**Artikel**:
Comics, Karikaturen und lustige Bilder waren in den 1950er- und 1960er-Jahren fester Bestandteil vieler Werks- und Zechenzeitschriften. Sie dienten sowohl der Unterhaltung als auch der betrieblichen Kommunikation. Ein inhaltlicher Bezug zum Bergbau war dabei nicht immer gegeben. Die Witzseite der Werkszeitung der Klöckner-Zechen „Unser Pütt“ thematisierte beispielsweise nur gelegentlich das Leben der Bergleute. In der Zeitschrift „Grubensicherheit“ des Oberbergamts Dortmund fanden die Leser:innen dagegen regelmäßig den kurzen Comicstrip „Lau und Schlau“, der humorvoll auf Gefahren des Arbeitsalltags aufmerksam machte und korrekte Verhaltensweisen propagierte.

Nicht Einzelbilder oder kurze Bildsequenzen, sondern eine seriell veröffentlichte, zusammenhängende Comicerzählung findet sich zur selben Zeit in ähnlichen Publikationen in Frankreich, wo die 9. Kunst (die Kunstform des Comics) stets einen weit höheren Stellenwert hatte. Zwischen März 1958 und Mai 1969 erschienen in den Zechenzeitschriften des nordfranzösischen Kohlenreviers die Abenteuer von Pic und Briquet. Herausgeber war der staatliche Bergbaukonzern Houillères du bassin du Nord et du Pas-de-Calais (HBNPC). Entstanden in einer Zeit, in der sich die französischen Zechen verstärkt wirtschaftlichem und politischem Druck ausgesetzt sahen, ist dieser Comic ein außergewöhnliches Zeugnis französischer Bergbau- und auch Comicgeschichte. Die betreffenden Zechenzeitschriften, die eingängige Titel wie „Lampe au Chapeau“ (Lampe am Hut), „Nuit et Jour“ (Tag und Nacht) oder „Coups de Pic – Coups de Plume“ (etwa: Hackenschlag und Federstrich) trugen, werden heute u. a. im Archiv des Centre Historique Minier in Lewarde bewahrt. 1998 und 2000 legte das Zentrum zwei der Abenteuer in Albenform neu auf und würdigte so ihren zeitgeschichtlichen Wert.

 

Ein weiteres Alleinstellungsmerkmal des Comics ist nicht zuletzt der berufliche Hintergrund der beiden Protagonisten. Folgten Comicleser:innen der Zeit üblicherweise Kriegern, Journalisten oder Privatdetektiven ins Abenteuer – weibliche Helden eroberten sich erst allmählich ihren Platz –, so waren Pic und Briquet „mineurs de fond“, also Bergleute. Die ursprüngliche Idee stammte vom Leiter der Öffentlichkeitsarbeit der HBNPC, Jean-Pierre Rousselot. Die von ihm verantworteten Zeitschriften enthielten Beiträge zu Sport, Reisen oder auch Gartenarbeit und wandten sich sowohl an die Bergleute als auch an deren Familien. Monatlich erschien eine Seite des Comics, der von den Leser:innen so nach und nach zu einem Album vervollständigt werden konnte, was die Bindung an die jeweilige Zeitschrift stärken sollte. Der Erfolg der Bildergeschichten mit Pic und Briquet zeigt sich auch darin, dass sie zwischen 1969 und 1974 in leicht veränderter Form erneut abgedruckt wurden.

**Datensätze**:
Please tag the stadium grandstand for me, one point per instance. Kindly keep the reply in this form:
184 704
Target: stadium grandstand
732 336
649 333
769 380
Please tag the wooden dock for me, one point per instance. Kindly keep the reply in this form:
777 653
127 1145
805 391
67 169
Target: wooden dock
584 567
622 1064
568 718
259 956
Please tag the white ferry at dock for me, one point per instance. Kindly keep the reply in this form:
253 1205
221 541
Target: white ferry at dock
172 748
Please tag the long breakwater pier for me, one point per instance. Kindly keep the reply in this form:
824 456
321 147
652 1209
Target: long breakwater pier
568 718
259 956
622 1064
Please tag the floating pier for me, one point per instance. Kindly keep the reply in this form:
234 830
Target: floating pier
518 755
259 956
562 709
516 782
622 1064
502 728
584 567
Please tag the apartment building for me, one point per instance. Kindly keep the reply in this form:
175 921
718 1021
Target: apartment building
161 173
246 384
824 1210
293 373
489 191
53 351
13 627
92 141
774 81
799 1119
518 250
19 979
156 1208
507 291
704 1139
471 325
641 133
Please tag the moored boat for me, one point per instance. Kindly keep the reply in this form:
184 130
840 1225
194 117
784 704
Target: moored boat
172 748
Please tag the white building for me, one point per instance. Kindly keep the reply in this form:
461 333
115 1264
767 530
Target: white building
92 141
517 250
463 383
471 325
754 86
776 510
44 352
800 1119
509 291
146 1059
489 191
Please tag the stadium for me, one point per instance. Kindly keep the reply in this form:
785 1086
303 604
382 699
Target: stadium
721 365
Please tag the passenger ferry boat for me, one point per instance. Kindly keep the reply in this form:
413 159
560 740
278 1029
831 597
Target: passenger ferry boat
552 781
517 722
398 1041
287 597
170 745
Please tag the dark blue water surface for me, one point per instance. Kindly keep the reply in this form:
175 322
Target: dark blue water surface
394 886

**Aufgabenstellung**: Führen Sie den Artikel über Comics in Zechenzeitschriften im Anschluss an seinen letzten Satz weiter.

**Schriftliche Antwort**:
 

Ziel solcher Zeitschriften war es, Gemeinschaft zu stiften und die Verbundenheit mit dem Betrieb zu stärken. Bei ihrer inhaltlichen Ausrichtung bewegten sie sich dabei häufig im Spannungsfeld der konfligierenden Interessen von Betriebsführung und Arbeitnehmer:innen. Aus dieser Perspektive scheint es interessant, darauf zu schauen, wie der Zechenbetrieb, soziale Strukturen und auch Hierarchien in „Pic et Briquet“ dargestellt werden. Stilistisch und auch inhaltlich orientierten sich Rousselot und der Zeichner Jean Podevin an Hergés „Tim und Struppi“. Für Pic und Briquet – was übersetzt „Spitzhacke“ und „Pausenbrot“ heißt – standen unübersehbar der strebsame Tim und sein streitlustiger Sidekick Kapitän Haddock Pate. Strichführung und Seitenarchitektur folgten der von Hergé entwickelten ligne claire.

 

Die Welt des Bergbaus bildet lediglich im ersten der drei Abenteuer den Handlungsrahmen. In „Mystère dans la mine“ bekämpfen Pic und Briquet eine geheime Organisation, die mit Hilfe entführter Bergleute heimlich Kohle abbaut, um daraus eine Art Superenergieträger zu gewinnen. Zusammen mit den Entführten gelingt es ihnen, die Bande unter Tage zu überwältigen. Die unterirdische Produktionsstätte wird durch eine Bombe zerstört. Die Untertageanlagen der Zeche werden in dem Comic sehr detailliert widergegeben. Jean Podevin, der auch vor Ort Skizzen anfertigte, begründete dies damit, dass er sein fachkundiges Publikum überzeugen müsse.

 

Ein Aspekt, der bei aller Detailfülle allerdings fehlt, ist die Arbeit selbst. Nur in einem Bild sieht man einige der entführten Bergleute an der Abbaufront. Die Untertagewelt wird nicht als Ort der Rohstoffgewinnung erklärt und ist eher Kulisse. Dabei sehen sich Pic und Briquet allerdings durchaus mit den unter Tage lauernden Gefahren konfrontiert. Hierin spiegelt sich zweifellos Podevins frühere Tätigkeit als Gestalter von Warnhinweisen für die HBNPC. Kleinere Unfälle und Missgeschicke dienen aber eher als komische Elemente und haben weniger didaktische Funktion.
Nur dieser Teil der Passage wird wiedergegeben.